*** AVAILABLE DATA ***

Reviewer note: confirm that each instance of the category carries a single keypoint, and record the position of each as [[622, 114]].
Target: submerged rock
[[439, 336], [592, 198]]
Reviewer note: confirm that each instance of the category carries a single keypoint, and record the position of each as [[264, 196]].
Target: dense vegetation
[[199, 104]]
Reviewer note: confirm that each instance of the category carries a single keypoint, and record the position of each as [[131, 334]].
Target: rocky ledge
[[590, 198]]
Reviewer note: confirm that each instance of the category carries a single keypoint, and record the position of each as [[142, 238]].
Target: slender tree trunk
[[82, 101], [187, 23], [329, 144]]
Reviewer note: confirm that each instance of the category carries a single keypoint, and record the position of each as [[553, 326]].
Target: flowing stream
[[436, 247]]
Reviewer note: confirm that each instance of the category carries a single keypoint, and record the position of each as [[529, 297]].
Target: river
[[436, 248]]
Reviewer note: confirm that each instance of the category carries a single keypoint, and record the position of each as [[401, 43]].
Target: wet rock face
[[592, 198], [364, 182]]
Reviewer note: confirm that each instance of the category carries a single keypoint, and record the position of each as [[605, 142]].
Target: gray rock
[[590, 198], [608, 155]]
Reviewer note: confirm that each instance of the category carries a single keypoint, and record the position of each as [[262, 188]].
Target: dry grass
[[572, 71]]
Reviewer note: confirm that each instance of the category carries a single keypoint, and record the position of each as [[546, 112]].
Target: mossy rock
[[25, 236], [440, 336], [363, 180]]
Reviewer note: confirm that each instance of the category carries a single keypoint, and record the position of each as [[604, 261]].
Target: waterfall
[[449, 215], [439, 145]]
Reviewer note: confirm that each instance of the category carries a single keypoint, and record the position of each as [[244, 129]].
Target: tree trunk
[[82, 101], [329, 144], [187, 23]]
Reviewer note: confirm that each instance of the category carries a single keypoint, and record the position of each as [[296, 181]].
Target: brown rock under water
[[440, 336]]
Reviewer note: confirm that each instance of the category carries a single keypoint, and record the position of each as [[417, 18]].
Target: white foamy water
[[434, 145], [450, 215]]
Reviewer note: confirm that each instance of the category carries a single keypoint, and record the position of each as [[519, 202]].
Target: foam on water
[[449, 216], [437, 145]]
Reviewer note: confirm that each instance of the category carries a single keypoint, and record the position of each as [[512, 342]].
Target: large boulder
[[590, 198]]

***
*** AVAILABLE DATA ***

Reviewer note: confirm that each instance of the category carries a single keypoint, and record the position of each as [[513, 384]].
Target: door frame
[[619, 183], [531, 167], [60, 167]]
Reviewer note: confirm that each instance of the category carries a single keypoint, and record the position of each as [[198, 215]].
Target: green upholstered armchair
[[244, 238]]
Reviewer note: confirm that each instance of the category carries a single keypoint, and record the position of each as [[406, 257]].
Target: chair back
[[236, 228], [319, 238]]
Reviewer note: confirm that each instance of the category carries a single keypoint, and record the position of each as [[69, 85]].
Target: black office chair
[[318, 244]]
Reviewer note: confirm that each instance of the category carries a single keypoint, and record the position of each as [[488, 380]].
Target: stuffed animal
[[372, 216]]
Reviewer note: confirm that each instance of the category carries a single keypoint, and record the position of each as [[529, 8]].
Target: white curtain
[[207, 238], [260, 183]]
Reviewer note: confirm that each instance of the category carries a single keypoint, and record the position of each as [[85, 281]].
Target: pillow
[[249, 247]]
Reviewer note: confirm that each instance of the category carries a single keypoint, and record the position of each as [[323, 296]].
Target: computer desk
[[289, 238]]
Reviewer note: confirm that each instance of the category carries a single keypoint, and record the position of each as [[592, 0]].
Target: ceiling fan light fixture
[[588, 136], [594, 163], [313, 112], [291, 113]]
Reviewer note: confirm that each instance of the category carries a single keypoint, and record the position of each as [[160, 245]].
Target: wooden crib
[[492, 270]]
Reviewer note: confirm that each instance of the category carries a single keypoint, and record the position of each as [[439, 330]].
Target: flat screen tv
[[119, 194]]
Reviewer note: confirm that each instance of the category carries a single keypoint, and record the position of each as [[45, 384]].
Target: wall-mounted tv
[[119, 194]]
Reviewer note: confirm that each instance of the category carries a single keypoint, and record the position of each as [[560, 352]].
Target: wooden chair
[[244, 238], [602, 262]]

***

How many lines in the source records contain the string "trunk", treating uppercase and lowercase as different? Give only the number.

RESULT OF THE TASK:
2